[FRAGMENT ŹRÓDŁA]
▬▬▬

Obecnie państwo pobiera podatek nawet od dochodów, które nie pokrywają tzw. minimum egzystencji. Kwota wolna od podatku wynosi 3091 złotych rocznie. Na zapewnienie minimum egzystencji potrzeba 6253 złote rocznie. Oznacza to, że państwo pobiera podatek od tych, których dochody są tak niskie, że zagrażają biologicznej egzystencji.

W Wielkiej Brytanii kwota wolna od podatku wynosi 48 tys. złotych, a w Niemczech 34 tys. złotych! Ludzie, którzy rządzą naszym państwem powołują się na rozwiązania zachodnie tam, gdzie jest to korzystne dla ich partykularnych interesów, ale nie tam, gdzie byłoby to korzystne dla obywateli.

- W ciągu ostatniego roku w Niemczech Polacy założyli 60 tys. firm. W chwili obecnej działa już tam 180 tys. podmiotów utworzonych przez naszych rodaków. Jest tam niższy podatek od nieruchomości, VAT wynosi 19%, a w Polsce 23. Według opracowania Wydziału Promocji Handlu i Inwestycji przy polskiej ambasadzie Berlin jest najbliższym rajem podatkowym dla Warszawy. Kwota wolna od podatku dla spółek to 24 tys. euro, a dla osób prowadzących jednoosobową działalność gospodarczą to aż 8 tys. euro. Przy dochodzie wynoszącym 200 tys. zł spółka w Niemczech zapłaci 15 tys. zł podatku, a w Polsce – blisko 40 tys. – mówił podczas sejmowej debaty poseł Łukasz Krupa z Twojego Ruchu. Przekonywał, że skutki podjęcia ustawy objęłyby zasięgiem wszystkich podatników, ale najbardziej poprawiłaby się sytuacja osób o najniższych dochodach i byłaby ona korzystna dla polskiej gospodarki.

▬▬▬

[DOSTARCZONE REKORDY]

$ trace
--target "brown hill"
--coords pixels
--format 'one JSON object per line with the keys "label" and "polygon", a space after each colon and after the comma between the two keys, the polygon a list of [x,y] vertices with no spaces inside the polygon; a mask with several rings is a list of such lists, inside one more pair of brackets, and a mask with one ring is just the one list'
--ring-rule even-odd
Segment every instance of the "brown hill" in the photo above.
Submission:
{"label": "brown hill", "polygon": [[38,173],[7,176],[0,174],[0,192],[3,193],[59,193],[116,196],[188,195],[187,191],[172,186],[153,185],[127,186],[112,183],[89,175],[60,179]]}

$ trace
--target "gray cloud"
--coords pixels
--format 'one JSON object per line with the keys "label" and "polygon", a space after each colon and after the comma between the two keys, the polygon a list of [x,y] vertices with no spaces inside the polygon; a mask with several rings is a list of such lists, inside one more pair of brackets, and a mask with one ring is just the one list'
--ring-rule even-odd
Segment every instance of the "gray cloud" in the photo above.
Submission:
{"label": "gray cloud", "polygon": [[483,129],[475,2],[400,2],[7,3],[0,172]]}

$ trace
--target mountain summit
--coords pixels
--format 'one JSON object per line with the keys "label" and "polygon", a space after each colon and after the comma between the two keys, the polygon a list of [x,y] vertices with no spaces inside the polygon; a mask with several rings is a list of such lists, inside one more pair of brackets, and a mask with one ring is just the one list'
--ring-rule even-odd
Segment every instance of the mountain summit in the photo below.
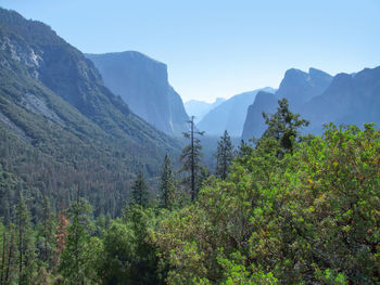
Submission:
{"label": "mountain summit", "polygon": [[141,118],[168,134],[187,130],[188,115],[178,93],[168,83],[167,66],[136,52],[86,54],[104,85]]}

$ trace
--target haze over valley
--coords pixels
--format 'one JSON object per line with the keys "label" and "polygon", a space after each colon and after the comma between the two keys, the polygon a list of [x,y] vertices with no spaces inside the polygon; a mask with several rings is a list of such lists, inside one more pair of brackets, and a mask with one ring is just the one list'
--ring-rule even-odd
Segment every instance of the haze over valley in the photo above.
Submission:
{"label": "haze over valley", "polygon": [[0,0],[0,285],[378,284],[379,14]]}

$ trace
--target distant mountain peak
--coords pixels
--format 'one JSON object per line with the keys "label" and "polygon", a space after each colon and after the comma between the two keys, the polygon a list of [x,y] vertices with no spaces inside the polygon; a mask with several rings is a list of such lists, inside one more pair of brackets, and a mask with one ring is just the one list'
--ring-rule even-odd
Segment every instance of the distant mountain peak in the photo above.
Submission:
{"label": "distant mountain peak", "polygon": [[168,134],[187,130],[188,116],[179,94],[169,86],[166,64],[136,51],[87,54],[104,85],[130,109]]}

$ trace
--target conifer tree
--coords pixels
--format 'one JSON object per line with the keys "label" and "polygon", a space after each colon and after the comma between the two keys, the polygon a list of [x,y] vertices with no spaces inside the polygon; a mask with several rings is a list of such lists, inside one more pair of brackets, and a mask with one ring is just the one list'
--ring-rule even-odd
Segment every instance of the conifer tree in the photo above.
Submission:
{"label": "conifer tree", "polygon": [[65,250],[65,243],[67,239],[67,226],[68,219],[63,215],[62,211],[58,215],[58,224],[56,224],[56,233],[55,233],[55,255],[54,255],[54,265],[58,265],[60,262],[60,257],[62,252]]}
{"label": "conifer tree", "polygon": [[55,221],[47,196],[45,196],[42,202],[41,234],[43,236],[42,260],[48,262],[48,265],[51,267],[53,264],[53,252],[55,251]]}
{"label": "conifer tree", "polygon": [[3,242],[3,260],[2,260],[2,274],[0,284],[15,284],[17,277],[17,256],[16,256],[16,226],[14,223],[9,223],[4,229]]}
{"label": "conifer tree", "polygon": [[136,177],[131,192],[131,202],[142,207],[148,205],[149,191],[142,169],[140,169],[139,173]]}
{"label": "conifer tree", "polygon": [[225,180],[228,176],[228,168],[233,159],[233,145],[227,130],[225,130],[224,135],[220,137],[220,141],[218,141],[215,156],[216,176],[221,180]]}
{"label": "conifer tree", "polygon": [[170,158],[165,154],[160,179],[161,203],[163,207],[170,209],[176,198],[176,185],[174,182]]}
{"label": "conifer tree", "polygon": [[18,283],[29,284],[35,269],[35,238],[31,228],[30,213],[22,193],[18,194],[16,206],[17,251],[18,251]]}
{"label": "conifer tree", "polygon": [[71,224],[68,226],[67,242],[61,257],[60,271],[65,284],[85,284],[87,271],[88,250],[88,216],[92,207],[85,199],[77,199],[69,207]]}
{"label": "conifer tree", "polygon": [[195,134],[203,135],[204,132],[194,131],[194,116],[191,117],[190,131],[183,132],[185,138],[190,139],[190,144],[185,146],[179,160],[183,164],[180,169],[181,172],[188,172],[190,177],[186,178],[186,182],[190,182],[190,195],[191,200],[194,200],[198,196],[198,192],[201,187],[199,174],[202,170],[200,163],[202,156],[202,145],[200,139],[195,138]]}

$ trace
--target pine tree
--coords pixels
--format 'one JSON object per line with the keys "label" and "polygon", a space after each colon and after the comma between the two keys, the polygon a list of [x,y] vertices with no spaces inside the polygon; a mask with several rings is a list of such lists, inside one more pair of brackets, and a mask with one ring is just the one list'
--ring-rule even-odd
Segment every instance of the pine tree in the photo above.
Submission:
{"label": "pine tree", "polygon": [[218,147],[215,156],[216,176],[221,180],[225,180],[228,176],[228,168],[233,159],[233,145],[227,130],[225,130],[224,135],[220,137],[220,141],[218,141]]}
{"label": "pine tree", "polygon": [[139,173],[136,177],[131,192],[131,202],[142,207],[148,205],[149,191],[142,169],[140,169]]}
{"label": "pine tree", "polygon": [[281,157],[283,153],[293,152],[293,142],[300,137],[299,129],[307,127],[309,122],[305,119],[300,119],[300,114],[290,112],[286,98],[279,100],[278,104],[279,106],[275,114],[268,115],[263,113],[265,124],[268,126],[263,138],[273,138],[280,144],[282,151],[278,156]]}
{"label": "pine tree", "polygon": [[195,134],[203,135],[204,132],[194,131],[193,116],[188,122],[190,124],[190,132],[183,132],[183,135],[185,138],[190,139],[190,144],[185,146],[181,155],[179,156],[179,160],[183,164],[180,171],[190,173],[190,177],[186,178],[186,181],[190,182],[191,200],[194,200],[201,187],[201,183],[199,182],[198,178],[202,168],[200,164],[202,145],[201,141],[195,138]]}
{"label": "pine tree", "polygon": [[174,182],[170,158],[165,154],[160,179],[161,203],[163,207],[170,209],[176,198],[176,185]]}
{"label": "pine tree", "polygon": [[18,244],[18,283],[29,284],[36,265],[36,249],[30,213],[21,192],[16,206],[16,226]]}
{"label": "pine tree", "polygon": [[43,236],[43,257],[49,267],[53,265],[53,252],[55,251],[55,221],[51,211],[50,202],[45,196],[42,202],[42,229]]}
{"label": "pine tree", "polygon": [[1,284],[15,284],[17,276],[17,256],[16,256],[16,226],[14,223],[9,223],[4,229],[3,242],[3,260],[2,260],[2,274]]}
{"label": "pine tree", "polygon": [[65,244],[67,239],[67,226],[68,219],[63,215],[62,211],[58,215],[58,224],[56,224],[56,233],[55,233],[55,252],[54,252],[54,265],[60,263],[60,257],[62,252],[65,250]]}
{"label": "pine tree", "polygon": [[85,199],[77,199],[69,207],[72,222],[60,263],[65,284],[85,284],[87,272],[93,265],[88,264],[87,258],[90,212],[92,212],[92,207]]}

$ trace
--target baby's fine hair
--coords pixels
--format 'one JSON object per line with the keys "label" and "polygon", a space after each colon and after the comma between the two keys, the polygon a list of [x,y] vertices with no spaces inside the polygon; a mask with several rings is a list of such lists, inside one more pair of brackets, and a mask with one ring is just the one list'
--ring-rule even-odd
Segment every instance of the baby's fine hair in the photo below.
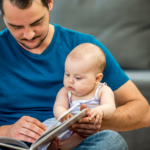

▬▬▬

[TREŚĆ ZADANIA]
Przepisz bez zmian fragment tekstu o kwocie wolnej od podatku od słów „Obecnie państwo pobiera” do słów „zagrażają biologicznej egzystencji.”.

[ROZWIĄZANE ZADANIE]
Obecnie państwo pobiera podatek nawet od dochodów, które nie pokrywają tzw. minimum egzystencji. Kwota wolna od podatku wynosi 3091 złotych rocznie. Na zapewnienie minimum egzystencji potrzeba 6253 złote rocznie. Oznacza to, że państwo pobiera podatek od tych, których dochody są tak niskie, że zagrażają biologicznej egzystencji.